◆ Task instructions:
Go through the entries below, tally each line with the string "snout", and give the final number by itself.

[Listed records Boundary: Start]

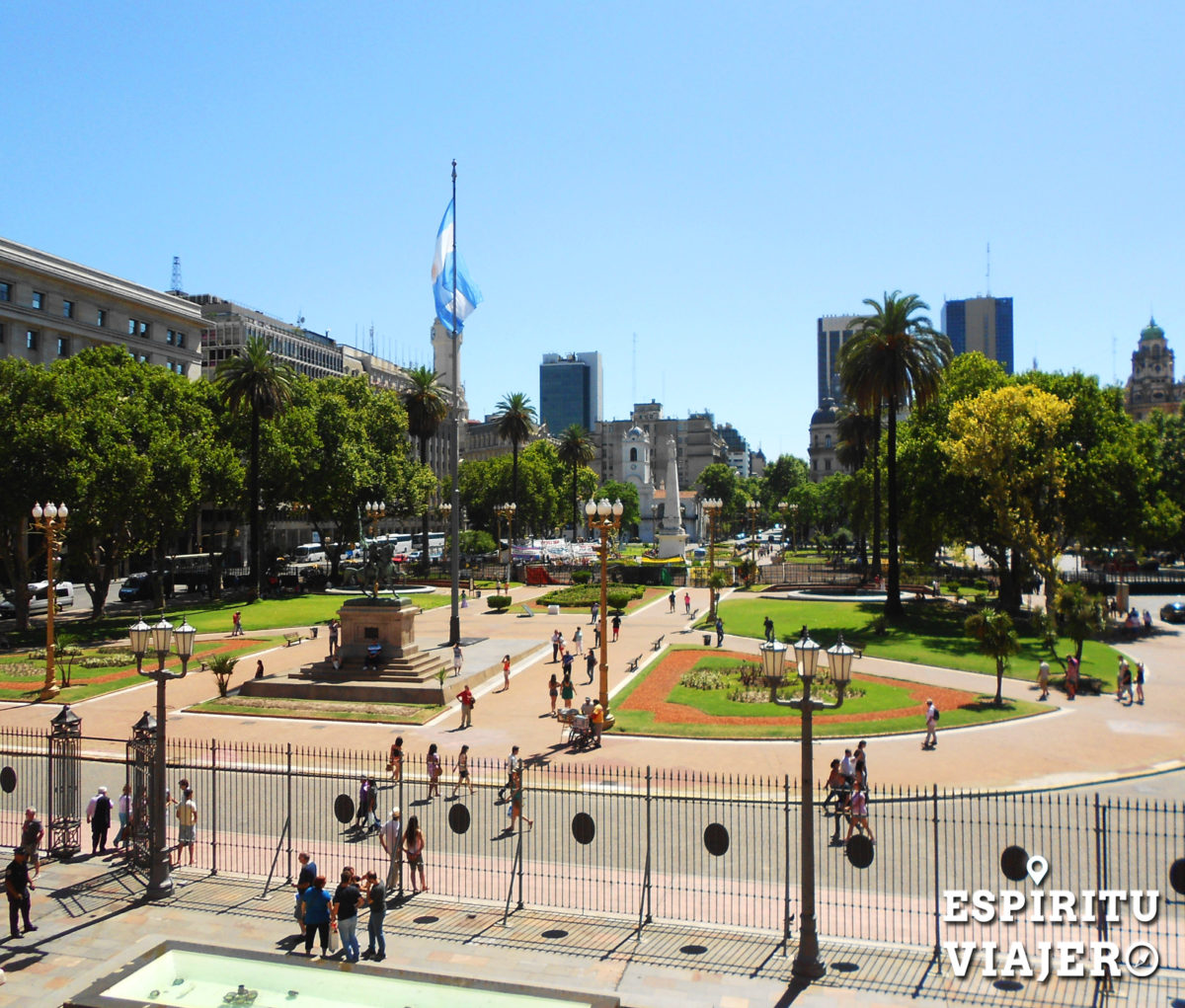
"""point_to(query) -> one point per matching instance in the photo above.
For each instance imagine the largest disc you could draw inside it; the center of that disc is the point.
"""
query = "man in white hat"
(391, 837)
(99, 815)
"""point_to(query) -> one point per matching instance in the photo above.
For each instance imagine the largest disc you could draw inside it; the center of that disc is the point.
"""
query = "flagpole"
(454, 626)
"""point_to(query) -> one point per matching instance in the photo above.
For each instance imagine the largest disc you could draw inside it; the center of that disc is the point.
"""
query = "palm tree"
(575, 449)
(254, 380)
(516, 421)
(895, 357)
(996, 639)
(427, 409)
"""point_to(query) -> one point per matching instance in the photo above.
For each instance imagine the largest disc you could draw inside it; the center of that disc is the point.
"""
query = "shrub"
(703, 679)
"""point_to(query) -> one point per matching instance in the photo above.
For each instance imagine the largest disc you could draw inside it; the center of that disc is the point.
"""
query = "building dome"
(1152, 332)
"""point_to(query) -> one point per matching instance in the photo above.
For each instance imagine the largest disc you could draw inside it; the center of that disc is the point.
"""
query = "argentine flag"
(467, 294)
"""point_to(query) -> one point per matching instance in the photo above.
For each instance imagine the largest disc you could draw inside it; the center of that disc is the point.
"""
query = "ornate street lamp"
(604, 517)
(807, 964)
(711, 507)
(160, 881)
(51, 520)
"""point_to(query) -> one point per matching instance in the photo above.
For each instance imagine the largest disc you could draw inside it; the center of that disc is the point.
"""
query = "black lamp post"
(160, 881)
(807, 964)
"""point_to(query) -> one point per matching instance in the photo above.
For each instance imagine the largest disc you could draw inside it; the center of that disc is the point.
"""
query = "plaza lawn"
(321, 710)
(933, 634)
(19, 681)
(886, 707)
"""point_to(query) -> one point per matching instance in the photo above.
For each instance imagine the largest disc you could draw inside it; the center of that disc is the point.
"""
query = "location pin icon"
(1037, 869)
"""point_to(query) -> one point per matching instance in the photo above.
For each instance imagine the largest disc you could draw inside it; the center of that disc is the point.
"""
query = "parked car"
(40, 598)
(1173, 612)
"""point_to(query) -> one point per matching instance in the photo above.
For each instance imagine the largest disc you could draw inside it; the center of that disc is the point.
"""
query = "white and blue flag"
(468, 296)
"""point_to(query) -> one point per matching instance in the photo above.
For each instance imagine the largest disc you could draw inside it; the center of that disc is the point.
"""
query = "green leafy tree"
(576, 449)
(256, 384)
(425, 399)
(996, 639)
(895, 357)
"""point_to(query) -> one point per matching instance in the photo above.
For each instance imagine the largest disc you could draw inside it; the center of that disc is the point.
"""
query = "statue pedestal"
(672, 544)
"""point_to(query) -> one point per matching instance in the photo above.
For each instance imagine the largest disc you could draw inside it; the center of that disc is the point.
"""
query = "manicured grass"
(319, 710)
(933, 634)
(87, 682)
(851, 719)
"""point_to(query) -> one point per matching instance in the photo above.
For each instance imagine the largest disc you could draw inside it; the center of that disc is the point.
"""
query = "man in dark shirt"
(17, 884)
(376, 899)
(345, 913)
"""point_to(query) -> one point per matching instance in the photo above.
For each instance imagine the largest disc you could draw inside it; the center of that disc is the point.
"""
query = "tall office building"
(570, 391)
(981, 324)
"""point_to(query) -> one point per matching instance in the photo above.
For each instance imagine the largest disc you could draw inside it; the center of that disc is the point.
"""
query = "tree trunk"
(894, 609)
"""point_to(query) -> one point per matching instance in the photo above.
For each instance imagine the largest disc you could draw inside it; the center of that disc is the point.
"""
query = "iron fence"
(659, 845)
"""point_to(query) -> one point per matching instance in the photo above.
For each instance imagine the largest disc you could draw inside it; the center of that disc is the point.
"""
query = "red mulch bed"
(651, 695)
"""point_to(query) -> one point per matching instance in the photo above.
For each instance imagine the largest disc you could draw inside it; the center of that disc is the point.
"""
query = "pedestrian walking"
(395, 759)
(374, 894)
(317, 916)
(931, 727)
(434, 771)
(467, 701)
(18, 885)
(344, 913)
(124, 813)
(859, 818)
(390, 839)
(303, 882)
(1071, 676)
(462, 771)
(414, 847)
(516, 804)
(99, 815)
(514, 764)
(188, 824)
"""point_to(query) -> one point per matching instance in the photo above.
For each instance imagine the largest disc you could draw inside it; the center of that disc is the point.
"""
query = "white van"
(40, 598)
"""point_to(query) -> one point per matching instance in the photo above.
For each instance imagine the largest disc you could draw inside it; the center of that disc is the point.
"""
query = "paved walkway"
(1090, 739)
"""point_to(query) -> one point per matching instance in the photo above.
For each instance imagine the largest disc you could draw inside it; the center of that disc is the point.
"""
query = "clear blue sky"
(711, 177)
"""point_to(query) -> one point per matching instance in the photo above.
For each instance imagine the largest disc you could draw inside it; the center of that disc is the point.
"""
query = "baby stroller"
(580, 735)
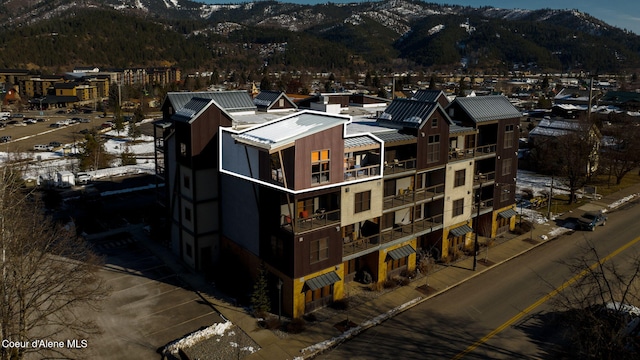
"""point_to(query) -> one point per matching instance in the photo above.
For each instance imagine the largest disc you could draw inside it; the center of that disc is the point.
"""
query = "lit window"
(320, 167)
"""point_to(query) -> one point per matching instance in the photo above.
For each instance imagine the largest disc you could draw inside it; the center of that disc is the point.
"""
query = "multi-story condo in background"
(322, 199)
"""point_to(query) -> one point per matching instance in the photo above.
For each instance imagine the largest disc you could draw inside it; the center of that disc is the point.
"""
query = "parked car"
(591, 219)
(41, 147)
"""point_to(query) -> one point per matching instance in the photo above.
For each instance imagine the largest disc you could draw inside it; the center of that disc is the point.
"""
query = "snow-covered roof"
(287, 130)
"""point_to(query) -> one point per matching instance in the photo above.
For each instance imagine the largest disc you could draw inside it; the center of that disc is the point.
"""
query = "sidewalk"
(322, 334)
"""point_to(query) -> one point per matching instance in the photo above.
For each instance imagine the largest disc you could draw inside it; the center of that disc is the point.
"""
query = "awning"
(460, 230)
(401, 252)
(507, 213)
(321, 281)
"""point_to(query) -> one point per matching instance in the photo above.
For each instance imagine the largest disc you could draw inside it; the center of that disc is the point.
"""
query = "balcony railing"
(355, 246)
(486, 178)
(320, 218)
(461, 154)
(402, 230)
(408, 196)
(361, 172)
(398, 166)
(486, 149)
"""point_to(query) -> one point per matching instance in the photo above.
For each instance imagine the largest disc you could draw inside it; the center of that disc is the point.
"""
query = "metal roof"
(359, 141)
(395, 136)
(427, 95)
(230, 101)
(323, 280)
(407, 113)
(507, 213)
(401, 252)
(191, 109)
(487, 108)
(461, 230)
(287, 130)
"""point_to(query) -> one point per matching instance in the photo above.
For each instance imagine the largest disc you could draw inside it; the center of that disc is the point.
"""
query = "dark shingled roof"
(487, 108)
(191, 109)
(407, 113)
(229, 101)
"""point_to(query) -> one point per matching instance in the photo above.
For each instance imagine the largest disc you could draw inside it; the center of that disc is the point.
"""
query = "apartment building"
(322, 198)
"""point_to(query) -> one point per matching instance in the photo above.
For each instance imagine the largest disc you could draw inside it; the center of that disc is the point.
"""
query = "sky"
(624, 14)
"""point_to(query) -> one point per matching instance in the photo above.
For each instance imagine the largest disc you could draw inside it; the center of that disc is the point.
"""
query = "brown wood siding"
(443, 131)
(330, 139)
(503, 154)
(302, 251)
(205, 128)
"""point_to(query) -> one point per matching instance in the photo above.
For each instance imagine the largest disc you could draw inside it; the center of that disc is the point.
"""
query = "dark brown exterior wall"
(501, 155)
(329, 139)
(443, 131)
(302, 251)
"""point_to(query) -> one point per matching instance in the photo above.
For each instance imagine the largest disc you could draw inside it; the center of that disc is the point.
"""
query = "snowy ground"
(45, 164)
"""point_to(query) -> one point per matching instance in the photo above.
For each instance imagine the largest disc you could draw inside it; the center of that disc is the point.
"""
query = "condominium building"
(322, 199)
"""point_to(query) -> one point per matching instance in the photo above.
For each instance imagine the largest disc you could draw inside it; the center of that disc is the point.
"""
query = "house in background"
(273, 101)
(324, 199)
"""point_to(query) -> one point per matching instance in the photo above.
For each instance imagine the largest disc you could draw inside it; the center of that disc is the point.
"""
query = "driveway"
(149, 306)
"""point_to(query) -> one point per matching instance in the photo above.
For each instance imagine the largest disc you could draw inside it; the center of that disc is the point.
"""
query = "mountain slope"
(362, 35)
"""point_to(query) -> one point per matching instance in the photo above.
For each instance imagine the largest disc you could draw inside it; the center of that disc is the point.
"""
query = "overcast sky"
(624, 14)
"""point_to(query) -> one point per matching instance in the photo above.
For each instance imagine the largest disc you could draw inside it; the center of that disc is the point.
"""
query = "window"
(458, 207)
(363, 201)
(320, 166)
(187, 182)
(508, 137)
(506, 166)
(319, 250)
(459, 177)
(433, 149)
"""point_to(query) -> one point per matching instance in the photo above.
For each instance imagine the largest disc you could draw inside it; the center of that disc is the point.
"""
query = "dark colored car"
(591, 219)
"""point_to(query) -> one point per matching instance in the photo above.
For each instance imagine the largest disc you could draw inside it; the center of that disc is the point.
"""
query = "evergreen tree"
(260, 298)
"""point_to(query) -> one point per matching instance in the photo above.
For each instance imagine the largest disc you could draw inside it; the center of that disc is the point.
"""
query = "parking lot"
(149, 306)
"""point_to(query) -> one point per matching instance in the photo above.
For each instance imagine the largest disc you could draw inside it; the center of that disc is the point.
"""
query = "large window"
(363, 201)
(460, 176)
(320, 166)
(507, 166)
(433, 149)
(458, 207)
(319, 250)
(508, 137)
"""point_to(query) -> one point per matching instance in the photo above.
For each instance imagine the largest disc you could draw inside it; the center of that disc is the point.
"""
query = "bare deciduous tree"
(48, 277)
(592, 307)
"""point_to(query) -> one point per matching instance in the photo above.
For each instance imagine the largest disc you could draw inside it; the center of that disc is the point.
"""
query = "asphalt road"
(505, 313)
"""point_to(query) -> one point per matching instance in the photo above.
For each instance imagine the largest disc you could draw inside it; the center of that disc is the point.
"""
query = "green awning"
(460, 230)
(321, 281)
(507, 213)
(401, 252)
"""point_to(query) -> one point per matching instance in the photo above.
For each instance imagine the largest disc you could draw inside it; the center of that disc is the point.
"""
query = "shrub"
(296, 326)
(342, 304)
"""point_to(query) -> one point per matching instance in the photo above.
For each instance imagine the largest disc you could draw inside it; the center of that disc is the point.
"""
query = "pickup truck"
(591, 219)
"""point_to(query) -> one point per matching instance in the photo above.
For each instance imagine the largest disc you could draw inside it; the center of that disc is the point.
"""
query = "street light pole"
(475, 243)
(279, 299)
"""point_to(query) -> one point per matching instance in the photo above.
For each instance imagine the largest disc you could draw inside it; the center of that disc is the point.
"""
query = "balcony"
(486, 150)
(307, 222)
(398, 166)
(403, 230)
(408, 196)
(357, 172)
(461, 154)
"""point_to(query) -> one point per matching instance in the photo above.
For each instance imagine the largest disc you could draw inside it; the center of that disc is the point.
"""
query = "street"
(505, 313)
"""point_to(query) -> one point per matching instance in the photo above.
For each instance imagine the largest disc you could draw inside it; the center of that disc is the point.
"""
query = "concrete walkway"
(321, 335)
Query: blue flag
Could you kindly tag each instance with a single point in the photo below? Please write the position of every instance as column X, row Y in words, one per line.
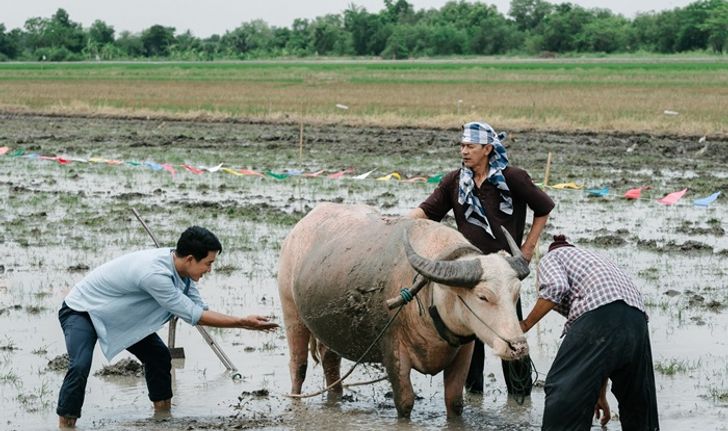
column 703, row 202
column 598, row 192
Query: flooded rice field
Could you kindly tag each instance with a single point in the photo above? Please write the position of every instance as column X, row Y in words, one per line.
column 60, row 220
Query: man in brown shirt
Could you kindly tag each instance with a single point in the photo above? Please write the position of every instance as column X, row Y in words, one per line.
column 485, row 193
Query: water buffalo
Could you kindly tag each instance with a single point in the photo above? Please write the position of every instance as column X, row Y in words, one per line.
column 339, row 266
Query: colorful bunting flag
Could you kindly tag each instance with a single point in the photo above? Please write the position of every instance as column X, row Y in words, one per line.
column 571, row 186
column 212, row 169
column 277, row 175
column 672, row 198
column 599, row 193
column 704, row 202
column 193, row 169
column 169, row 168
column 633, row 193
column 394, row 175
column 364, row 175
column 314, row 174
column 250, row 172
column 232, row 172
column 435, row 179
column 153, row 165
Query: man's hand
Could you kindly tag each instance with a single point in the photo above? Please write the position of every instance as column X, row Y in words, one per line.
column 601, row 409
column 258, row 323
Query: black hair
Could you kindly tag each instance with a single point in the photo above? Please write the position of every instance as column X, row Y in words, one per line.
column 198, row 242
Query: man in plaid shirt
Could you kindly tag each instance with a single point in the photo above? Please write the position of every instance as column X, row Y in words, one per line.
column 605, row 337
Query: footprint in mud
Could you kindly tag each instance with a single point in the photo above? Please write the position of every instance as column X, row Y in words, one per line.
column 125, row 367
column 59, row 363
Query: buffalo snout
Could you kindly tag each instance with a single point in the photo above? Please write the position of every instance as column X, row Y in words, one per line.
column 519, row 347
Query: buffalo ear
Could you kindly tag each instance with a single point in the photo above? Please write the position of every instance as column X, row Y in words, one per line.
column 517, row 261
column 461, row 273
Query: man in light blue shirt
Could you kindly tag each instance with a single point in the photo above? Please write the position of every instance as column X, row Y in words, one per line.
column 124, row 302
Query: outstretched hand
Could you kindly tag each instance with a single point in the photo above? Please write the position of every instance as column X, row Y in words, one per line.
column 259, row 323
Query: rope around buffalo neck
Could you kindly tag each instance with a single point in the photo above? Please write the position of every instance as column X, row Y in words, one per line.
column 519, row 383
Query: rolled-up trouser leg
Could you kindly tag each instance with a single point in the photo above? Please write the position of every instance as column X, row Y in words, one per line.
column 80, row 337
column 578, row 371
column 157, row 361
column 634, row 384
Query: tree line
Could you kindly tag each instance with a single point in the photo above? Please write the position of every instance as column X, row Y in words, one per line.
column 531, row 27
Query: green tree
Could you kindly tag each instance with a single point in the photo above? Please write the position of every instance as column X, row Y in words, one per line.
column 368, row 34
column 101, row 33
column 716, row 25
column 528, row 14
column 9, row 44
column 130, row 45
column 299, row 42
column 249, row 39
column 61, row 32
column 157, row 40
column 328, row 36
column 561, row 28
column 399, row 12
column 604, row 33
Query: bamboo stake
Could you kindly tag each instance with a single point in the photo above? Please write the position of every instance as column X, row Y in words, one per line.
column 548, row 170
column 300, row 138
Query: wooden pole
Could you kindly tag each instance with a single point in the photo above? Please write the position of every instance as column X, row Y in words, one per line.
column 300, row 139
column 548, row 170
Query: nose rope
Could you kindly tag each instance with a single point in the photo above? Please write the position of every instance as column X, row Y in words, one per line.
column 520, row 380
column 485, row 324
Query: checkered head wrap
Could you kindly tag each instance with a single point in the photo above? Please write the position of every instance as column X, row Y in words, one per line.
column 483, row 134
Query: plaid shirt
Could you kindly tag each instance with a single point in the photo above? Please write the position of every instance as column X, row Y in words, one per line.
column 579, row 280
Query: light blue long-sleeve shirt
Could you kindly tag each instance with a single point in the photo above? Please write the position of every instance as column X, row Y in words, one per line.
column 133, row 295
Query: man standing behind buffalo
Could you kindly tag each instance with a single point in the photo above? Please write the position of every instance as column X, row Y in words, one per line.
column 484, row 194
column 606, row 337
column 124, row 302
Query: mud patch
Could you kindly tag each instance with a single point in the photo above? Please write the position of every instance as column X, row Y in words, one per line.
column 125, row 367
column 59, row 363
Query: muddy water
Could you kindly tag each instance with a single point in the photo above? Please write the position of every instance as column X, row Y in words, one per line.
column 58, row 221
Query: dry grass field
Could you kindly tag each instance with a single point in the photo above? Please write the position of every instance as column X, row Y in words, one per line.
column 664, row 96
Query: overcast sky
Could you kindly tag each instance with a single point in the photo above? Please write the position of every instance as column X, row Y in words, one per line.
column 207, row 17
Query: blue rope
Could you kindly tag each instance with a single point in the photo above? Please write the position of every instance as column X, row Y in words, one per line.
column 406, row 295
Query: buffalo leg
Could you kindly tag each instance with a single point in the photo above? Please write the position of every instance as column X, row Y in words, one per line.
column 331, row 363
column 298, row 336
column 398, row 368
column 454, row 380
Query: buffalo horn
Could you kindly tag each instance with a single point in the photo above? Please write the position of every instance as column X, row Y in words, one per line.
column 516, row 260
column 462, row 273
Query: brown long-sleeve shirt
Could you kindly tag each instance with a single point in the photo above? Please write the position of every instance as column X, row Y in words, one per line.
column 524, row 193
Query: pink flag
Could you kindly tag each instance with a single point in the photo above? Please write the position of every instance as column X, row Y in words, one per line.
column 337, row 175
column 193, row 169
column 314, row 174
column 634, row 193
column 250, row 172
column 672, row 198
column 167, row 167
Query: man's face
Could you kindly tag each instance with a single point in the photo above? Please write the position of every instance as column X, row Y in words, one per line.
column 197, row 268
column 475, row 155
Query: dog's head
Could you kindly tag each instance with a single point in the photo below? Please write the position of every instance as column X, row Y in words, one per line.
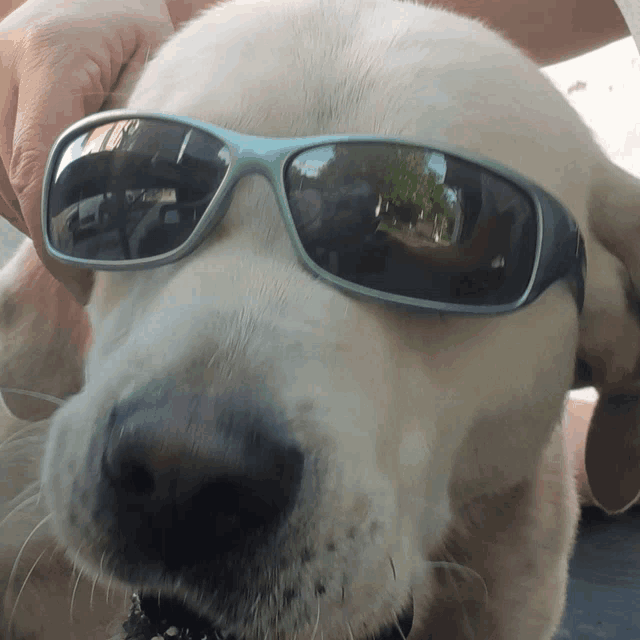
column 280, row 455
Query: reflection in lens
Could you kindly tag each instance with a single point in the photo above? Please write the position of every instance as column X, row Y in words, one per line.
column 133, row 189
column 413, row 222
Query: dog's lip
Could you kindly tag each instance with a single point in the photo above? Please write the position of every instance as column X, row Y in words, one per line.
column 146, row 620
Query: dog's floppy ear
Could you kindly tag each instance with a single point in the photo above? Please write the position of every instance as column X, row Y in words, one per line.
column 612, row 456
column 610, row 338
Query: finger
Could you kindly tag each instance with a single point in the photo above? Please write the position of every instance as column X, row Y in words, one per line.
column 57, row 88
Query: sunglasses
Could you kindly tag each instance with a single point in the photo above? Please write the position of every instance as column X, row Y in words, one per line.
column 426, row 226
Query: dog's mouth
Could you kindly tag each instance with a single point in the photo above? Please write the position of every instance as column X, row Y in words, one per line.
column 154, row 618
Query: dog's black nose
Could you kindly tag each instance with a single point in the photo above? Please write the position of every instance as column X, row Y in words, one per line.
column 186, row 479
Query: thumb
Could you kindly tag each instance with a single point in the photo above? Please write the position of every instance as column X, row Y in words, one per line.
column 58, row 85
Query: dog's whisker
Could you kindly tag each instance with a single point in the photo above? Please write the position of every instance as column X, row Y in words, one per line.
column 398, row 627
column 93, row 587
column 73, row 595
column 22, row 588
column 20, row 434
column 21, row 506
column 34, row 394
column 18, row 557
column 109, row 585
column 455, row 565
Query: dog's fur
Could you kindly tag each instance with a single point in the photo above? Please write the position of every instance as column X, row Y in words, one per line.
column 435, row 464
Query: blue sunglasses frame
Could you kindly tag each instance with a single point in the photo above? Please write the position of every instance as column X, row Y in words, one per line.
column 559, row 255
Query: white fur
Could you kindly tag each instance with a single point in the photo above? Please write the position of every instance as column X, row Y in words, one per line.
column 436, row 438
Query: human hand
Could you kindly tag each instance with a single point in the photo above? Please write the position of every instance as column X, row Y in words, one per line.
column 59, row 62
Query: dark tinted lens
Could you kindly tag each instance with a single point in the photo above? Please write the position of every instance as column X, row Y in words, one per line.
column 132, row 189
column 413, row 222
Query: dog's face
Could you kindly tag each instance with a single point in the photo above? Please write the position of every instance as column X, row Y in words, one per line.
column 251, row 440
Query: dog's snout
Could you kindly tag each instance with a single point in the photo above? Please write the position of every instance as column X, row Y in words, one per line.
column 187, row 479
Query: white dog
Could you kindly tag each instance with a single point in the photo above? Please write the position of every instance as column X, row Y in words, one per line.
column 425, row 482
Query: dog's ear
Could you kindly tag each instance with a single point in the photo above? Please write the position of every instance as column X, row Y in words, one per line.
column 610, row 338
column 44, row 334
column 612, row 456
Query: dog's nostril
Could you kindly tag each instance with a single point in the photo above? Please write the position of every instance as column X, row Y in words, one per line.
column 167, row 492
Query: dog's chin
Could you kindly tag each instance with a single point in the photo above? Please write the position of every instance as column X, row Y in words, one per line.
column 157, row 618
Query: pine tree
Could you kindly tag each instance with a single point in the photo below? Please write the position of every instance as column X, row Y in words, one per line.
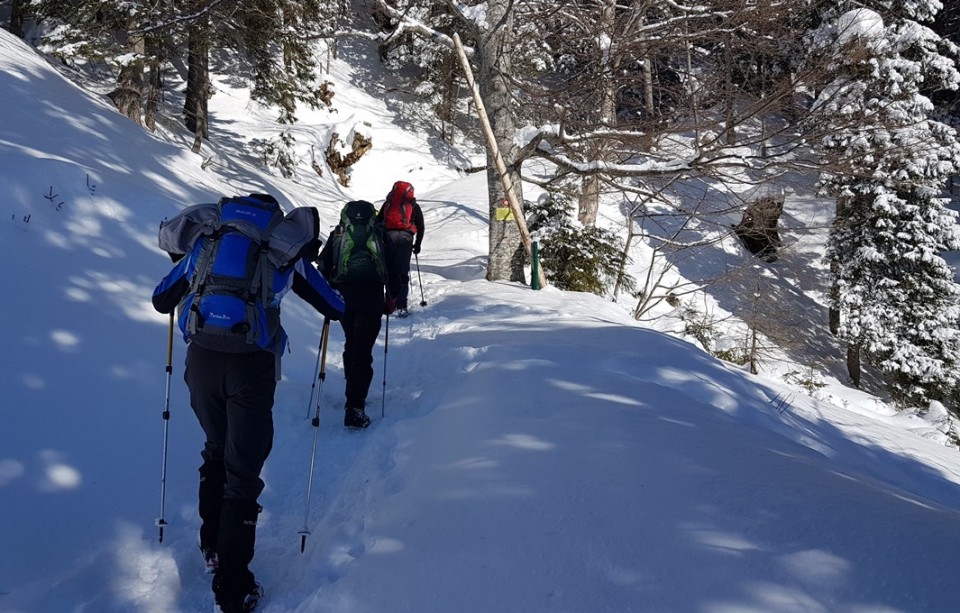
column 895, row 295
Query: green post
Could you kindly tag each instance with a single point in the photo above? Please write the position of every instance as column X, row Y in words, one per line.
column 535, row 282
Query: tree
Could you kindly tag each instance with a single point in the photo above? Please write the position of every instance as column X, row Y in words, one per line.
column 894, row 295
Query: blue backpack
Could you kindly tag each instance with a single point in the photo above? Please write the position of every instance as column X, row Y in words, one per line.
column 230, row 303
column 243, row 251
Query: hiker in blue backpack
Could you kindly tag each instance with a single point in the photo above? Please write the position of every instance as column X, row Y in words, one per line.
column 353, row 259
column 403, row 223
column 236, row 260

[Listed records Boundary: End]

◆ Exercise answer:
2